PASOS A SEGUIR:
(1) En la reseña de Eva, ¿qué personaje llama «psicópata» a Falcó?
(2) Prolonga la reseña de Eva desde el final de su último párrafo.

TEXTO FUENTE:
En las primeras diez páginas de la novela, Lorenzo Falcó se las apaña para matar a un espía republicano, dejar K.O. a otro y acostarse con una vedette portuguesa. A eso se le llama no andarse con chiquitas y abrir una novela sacando la artillería pesada. Y la cosa no queda ahí, porque este es el ritmo que lleva Eva, la segunda aventura de la serie del hijo de puta de Falcó, escrita por Arturo Pérez-Reverte.
Sí, han leído bien. El mismo Pérez-Reverte admite que Falcó es un hijo de puta y que quiso hacerlo así. Incluso hay un momento en esta entrega en la que el Almirante (lo admito, mi personaje preferido de las dos novelas de la serie) le llama “psicópata”. Y sí, para el lector, al menos para el de hoy en día, está claro que el tipo tiene un problema: lo vemos cuando mata y cuando está a punto de morir por pura diversión, lo vemos cuando viola, simplemente porque tiene la oportunidad, cuando caza y cuando se debate, cuando están a punto de partirle los dientes y cuando es él quien los parte.
Ya lo hemos dicho (y lo dejé claro en la anterior reseña), Falcó es un hijo de puta, pero, y aquí llega el matiz, un hijo de puta con clase. Es un tipo al que desprecias en muchos momentos, pero con quien te ríes. Porque, cuando quiere, tiene mucho, mucho encanto. Lo dice el tópico: cuando un escritor se lo pasa bien escribiendo, el lector se lo pasa bien leyendo. Y esto es justo lo que pasa con muchos de los diálogos de Falcó. Casi puedes oír a Pérez-Reverte partiéndose de risa delante del ordenador y, entonces, se te olvida lo que el personaje ha hecho hace dos escenas y te ríes con él. Y precisamente eso es lo que el autor quiere que pase. Jugar contigo, con tu sistema moral.
Pero, al mismo tiempo, y esto también lo ha tenido en cuenta el autor, Lorenzo Falcó da bastante pena. En seguida ves que es un yonqui de la adrenalina, que siempre quiere ir un paso más allá, le encanta su trabajo, el peligro mucho más que el glamour, y al mismo tiempo se le nota cierto hastío por todo. Tienes la sensación de que está interpretando un papel incluso para sí mismo, de que es un caballero o un asesino de cara al patio de butacas, pero que, en realidad, todo le importa un carajo. Hay momentos en los que lo ves tan vacío que deseas que el autor tenga compasión y lo mate pronto, que no le deje hacerse viejo como hizo, por ejemplo, con Max.

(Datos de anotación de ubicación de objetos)
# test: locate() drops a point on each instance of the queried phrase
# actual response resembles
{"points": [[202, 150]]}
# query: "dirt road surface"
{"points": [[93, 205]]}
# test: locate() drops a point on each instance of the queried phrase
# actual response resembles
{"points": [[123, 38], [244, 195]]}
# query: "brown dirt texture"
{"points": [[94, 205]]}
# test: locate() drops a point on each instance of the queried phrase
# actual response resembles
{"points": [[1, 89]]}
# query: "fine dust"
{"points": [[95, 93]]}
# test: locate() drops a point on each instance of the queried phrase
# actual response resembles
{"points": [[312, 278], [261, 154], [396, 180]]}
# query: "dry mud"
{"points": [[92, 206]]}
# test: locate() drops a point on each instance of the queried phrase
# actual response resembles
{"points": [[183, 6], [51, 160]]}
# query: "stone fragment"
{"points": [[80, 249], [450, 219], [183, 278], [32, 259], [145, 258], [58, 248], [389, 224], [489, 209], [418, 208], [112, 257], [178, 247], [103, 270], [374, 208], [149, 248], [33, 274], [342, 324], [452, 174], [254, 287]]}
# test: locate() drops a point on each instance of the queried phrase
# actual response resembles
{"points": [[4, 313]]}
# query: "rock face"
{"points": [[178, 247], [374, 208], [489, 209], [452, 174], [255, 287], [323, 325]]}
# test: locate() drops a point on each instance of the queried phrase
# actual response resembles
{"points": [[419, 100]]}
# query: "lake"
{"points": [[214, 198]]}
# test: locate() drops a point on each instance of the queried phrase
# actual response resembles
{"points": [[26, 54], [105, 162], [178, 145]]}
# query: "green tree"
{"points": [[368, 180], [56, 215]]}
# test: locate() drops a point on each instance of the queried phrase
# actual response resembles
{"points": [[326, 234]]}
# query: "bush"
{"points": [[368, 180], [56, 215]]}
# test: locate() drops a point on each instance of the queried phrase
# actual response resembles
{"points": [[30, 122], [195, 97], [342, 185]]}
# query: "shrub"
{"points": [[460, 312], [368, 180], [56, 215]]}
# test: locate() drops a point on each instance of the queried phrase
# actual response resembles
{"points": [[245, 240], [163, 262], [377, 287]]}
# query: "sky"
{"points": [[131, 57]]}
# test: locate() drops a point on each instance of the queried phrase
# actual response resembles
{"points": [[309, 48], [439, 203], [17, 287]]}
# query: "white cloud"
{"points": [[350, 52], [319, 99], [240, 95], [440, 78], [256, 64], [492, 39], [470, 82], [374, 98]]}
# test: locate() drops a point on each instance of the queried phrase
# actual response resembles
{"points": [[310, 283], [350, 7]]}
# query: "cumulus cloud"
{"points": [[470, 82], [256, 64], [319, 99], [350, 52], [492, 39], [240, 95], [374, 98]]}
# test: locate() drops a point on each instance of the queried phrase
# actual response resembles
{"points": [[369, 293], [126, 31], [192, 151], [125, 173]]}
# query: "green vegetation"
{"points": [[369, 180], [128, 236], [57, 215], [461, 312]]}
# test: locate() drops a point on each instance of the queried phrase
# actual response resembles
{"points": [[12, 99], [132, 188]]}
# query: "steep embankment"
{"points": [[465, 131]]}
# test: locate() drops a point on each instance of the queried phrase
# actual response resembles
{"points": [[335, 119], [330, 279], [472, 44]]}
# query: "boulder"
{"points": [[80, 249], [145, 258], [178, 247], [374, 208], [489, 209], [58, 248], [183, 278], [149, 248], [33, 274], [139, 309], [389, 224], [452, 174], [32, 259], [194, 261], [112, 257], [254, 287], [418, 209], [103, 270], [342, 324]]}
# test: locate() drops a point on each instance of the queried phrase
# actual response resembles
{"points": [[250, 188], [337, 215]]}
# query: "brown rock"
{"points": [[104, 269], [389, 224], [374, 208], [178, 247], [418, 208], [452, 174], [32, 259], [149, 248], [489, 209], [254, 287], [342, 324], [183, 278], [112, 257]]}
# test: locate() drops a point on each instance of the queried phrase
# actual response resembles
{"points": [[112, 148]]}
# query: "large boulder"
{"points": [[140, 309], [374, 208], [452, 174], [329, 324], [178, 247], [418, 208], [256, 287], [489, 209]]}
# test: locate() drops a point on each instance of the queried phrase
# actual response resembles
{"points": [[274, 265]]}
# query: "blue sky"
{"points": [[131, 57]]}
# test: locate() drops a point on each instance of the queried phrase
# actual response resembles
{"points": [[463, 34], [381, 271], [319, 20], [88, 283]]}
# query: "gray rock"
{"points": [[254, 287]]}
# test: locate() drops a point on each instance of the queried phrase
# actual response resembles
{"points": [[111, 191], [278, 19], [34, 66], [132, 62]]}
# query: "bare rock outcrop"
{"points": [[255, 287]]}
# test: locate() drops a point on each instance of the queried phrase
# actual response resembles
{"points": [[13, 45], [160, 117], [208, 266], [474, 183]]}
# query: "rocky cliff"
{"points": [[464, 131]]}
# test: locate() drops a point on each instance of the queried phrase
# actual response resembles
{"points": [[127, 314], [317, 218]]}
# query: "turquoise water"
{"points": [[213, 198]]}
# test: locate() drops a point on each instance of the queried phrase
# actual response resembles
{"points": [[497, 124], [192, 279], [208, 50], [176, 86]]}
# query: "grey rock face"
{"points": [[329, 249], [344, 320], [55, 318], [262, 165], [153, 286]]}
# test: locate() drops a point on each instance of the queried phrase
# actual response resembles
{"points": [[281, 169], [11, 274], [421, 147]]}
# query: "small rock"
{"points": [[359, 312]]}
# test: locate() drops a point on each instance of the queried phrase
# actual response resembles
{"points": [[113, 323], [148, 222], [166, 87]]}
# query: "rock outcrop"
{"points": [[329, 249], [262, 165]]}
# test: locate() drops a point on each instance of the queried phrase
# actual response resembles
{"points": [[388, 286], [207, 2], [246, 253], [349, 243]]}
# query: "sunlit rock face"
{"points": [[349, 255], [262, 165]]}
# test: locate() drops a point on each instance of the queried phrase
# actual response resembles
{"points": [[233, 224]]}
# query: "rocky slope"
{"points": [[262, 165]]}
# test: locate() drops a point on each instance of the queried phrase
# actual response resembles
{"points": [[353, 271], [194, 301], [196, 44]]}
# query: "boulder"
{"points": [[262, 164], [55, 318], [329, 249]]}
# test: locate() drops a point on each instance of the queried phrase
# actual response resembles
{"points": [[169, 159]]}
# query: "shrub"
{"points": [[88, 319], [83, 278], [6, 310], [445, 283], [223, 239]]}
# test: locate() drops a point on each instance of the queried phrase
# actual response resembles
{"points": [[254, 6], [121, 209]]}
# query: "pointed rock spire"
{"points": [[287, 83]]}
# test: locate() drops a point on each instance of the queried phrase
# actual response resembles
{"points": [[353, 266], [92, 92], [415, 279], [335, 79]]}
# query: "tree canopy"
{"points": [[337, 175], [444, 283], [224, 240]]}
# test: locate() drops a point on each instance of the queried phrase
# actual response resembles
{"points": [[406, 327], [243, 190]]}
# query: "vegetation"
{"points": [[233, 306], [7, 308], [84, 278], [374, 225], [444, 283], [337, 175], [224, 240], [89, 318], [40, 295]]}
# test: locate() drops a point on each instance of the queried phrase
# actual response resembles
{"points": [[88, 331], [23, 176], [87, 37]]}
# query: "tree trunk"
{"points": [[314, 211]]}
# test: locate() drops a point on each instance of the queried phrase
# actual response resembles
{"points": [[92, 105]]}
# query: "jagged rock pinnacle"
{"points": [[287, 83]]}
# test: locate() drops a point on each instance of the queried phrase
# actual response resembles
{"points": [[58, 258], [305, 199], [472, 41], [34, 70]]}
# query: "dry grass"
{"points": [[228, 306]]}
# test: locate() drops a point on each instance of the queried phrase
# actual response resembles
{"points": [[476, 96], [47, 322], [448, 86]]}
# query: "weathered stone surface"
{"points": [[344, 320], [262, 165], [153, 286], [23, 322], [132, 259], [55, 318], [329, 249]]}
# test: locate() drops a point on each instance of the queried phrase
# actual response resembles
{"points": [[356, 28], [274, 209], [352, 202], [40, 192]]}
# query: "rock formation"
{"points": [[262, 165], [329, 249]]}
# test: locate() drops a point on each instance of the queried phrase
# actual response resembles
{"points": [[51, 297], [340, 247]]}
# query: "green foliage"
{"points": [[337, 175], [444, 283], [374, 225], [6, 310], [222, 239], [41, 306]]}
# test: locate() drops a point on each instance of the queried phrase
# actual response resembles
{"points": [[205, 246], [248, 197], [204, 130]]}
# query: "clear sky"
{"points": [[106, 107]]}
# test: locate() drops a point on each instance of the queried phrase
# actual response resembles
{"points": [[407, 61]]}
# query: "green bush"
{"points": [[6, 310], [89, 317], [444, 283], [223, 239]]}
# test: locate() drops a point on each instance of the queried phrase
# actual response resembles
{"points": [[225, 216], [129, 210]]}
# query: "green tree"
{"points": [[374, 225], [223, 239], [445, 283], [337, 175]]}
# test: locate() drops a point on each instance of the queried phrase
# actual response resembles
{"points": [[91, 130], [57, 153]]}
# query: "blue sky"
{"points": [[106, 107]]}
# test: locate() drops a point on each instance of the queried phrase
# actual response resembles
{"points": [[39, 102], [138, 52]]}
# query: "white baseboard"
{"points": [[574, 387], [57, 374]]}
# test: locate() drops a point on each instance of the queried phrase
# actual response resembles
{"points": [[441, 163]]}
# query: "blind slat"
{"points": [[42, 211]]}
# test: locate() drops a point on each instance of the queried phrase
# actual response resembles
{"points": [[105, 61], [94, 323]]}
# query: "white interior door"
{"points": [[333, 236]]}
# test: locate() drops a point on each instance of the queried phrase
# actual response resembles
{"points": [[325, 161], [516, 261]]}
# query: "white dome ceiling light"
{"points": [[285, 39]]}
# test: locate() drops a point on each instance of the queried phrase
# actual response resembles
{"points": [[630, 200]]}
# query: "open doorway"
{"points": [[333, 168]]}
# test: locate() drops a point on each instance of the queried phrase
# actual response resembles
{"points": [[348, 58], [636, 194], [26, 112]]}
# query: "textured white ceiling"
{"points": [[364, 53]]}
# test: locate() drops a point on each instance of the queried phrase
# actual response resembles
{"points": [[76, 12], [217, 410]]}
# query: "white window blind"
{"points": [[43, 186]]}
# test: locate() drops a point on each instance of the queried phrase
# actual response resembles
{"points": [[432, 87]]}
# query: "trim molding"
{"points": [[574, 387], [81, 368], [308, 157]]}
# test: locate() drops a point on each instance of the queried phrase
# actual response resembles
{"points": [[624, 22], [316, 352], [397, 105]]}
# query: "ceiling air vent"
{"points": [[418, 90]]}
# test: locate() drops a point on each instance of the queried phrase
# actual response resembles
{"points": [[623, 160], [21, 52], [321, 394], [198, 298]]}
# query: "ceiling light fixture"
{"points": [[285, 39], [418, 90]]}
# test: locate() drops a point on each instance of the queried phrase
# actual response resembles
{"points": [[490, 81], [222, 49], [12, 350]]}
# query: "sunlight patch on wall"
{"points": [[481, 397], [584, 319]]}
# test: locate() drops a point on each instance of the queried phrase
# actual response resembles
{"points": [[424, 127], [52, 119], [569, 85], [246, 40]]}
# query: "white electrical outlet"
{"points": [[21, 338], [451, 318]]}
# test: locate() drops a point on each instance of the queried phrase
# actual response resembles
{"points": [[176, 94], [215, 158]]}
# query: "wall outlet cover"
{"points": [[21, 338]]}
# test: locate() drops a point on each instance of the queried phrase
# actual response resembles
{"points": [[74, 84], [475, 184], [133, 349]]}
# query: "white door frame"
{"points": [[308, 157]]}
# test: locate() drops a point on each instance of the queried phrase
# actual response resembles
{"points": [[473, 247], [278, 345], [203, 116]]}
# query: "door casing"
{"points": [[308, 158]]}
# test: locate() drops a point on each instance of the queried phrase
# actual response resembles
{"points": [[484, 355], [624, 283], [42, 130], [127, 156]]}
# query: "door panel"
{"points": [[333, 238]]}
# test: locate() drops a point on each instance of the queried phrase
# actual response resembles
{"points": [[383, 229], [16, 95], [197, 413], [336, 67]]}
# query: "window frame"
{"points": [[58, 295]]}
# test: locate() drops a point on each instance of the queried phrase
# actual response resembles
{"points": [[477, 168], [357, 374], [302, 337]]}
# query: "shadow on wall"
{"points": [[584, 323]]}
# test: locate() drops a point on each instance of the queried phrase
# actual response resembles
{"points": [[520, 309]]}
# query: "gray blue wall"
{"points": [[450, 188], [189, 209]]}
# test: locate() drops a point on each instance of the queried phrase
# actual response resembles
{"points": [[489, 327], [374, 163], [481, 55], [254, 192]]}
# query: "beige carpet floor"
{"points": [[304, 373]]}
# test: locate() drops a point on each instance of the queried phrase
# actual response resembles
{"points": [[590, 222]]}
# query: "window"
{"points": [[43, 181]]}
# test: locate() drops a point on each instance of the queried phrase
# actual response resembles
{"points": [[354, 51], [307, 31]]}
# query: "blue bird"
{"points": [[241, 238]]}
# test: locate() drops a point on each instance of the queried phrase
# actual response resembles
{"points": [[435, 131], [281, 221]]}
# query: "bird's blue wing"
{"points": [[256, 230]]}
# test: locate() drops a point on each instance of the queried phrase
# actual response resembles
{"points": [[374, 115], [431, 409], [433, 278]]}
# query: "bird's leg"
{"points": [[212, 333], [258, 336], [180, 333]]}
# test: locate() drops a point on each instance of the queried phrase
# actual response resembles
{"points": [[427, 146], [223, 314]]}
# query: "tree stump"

RESULTADOS DEL EJERCICIO:
(1) El Almirante.

(2)
No sé si os acordáis de Max, el protagonista de El tango de la guardia vieja. En esa novela vemos a Max joven y también lo vemos pasados los sesenta, veteado de canas y con el cuerpo cansado, pero llevando su fracaso (un fracaso mayúsculo, vital) con cierta dignidad. En cambio, el lector intuye, casi desea, que Lorenzo Falcó muera relativamente joven. No debe sobrevivir a la guerra porque, como dice el Almirante, es un personaje útil en esos tiempos, pero un auténtico monstruo en tiempos de paz. Y el problema no es lo que pueda hacer a los demás, no, para nada, el problema es él mismo. Le deseas una muerte temprana porque como sesentón no mantendría ese encanto que hace que, pese a su hijoputismo, te rías con él. Solo sobreviviría el monstruo. En ese sentido es como el Pijoaparte de Marsé, al que es duro ver envejecer (y no en Teresa, sino mucho más tarde, pero lo vemos). También, como Corto Maltés o Lord Jim es un personaje que pertenece a una época muy concreta, al mundo de ayer o justamente al momento en el que el mundo de ayer está cayendo como un castillo de naipes y, de entre sus escombros, aparecen tipos como Falcó, el Dimitrios de Ambler o el Harry Lime de Greene.
Pero vamos a la novela porque sé que en esta reseña os estoy hinchando la cabeza con mis opiniones en vez de hablaros de lo que realmente queréis oír: de Eva (y para los que habéis leído la novela anterior, Falcó: de Eva).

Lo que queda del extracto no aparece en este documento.